Write out the data again with "green leaf" changed to "green shoot" and nothing else altered. Leave the pictures out.

• [Task inputs]:

* begin *

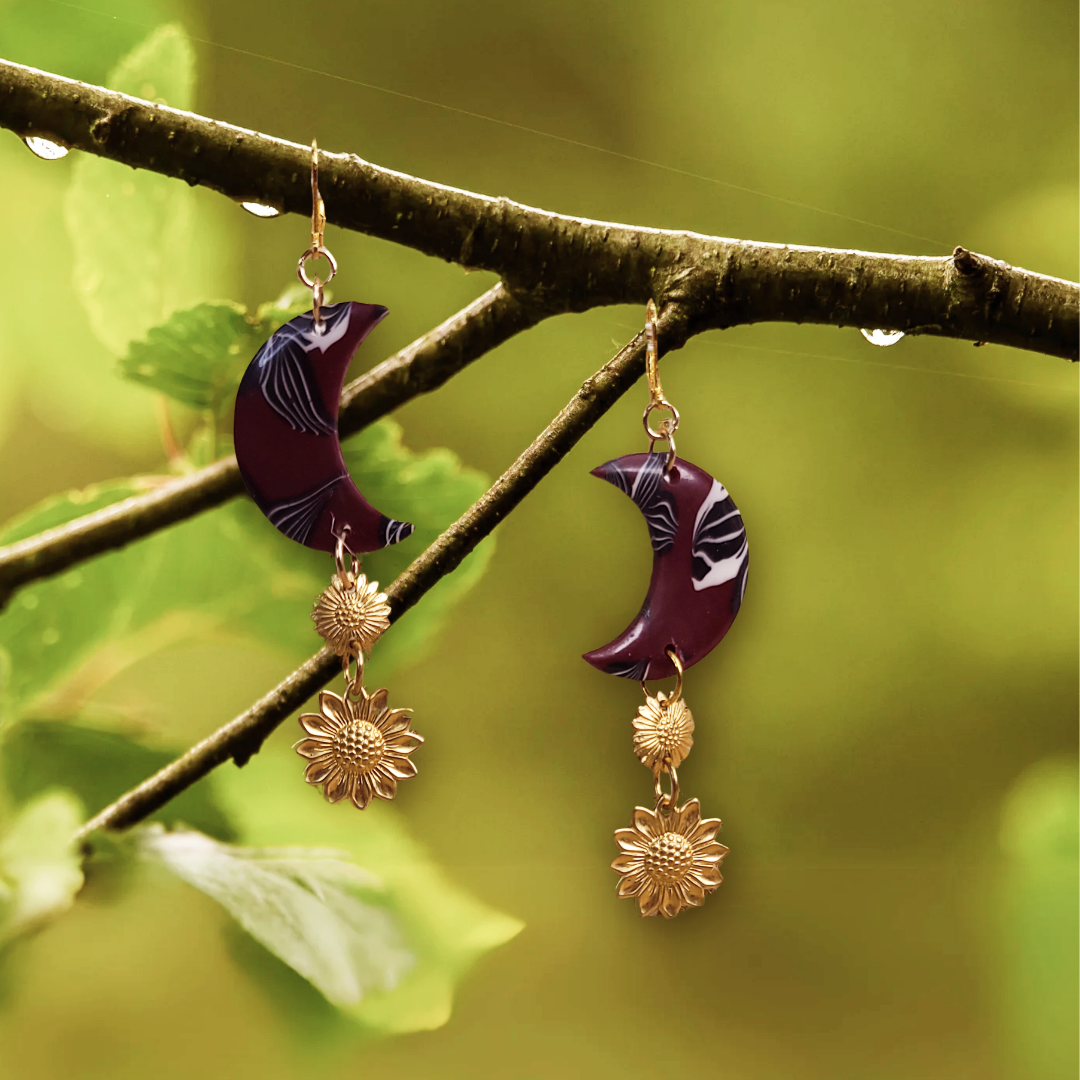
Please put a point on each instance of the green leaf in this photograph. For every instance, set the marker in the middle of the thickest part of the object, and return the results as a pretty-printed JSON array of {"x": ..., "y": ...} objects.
[
  {"x": 89, "y": 43},
  {"x": 199, "y": 355},
  {"x": 444, "y": 927},
  {"x": 39, "y": 867},
  {"x": 132, "y": 231},
  {"x": 98, "y": 767},
  {"x": 310, "y": 907},
  {"x": 197, "y": 358},
  {"x": 226, "y": 571},
  {"x": 432, "y": 490}
]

* end *

• [Answer below]:
Please put a point on each instance of the green shoot in this photograph. For every instance, set the marker in the middle of the thickest part of the object, and return the results as a pretty-printed JSON array of {"x": ..., "y": ...} objects.
[
  {"x": 89, "y": 43},
  {"x": 199, "y": 355},
  {"x": 444, "y": 927},
  {"x": 39, "y": 867},
  {"x": 132, "y": 231},
  {"x": 98, "y": 767},
  {"x": 310, "y": 907},
  {"x": 197, "y": 358},
  {"x": 226, "y": 571},
  {"x": 432, "y": 490}
]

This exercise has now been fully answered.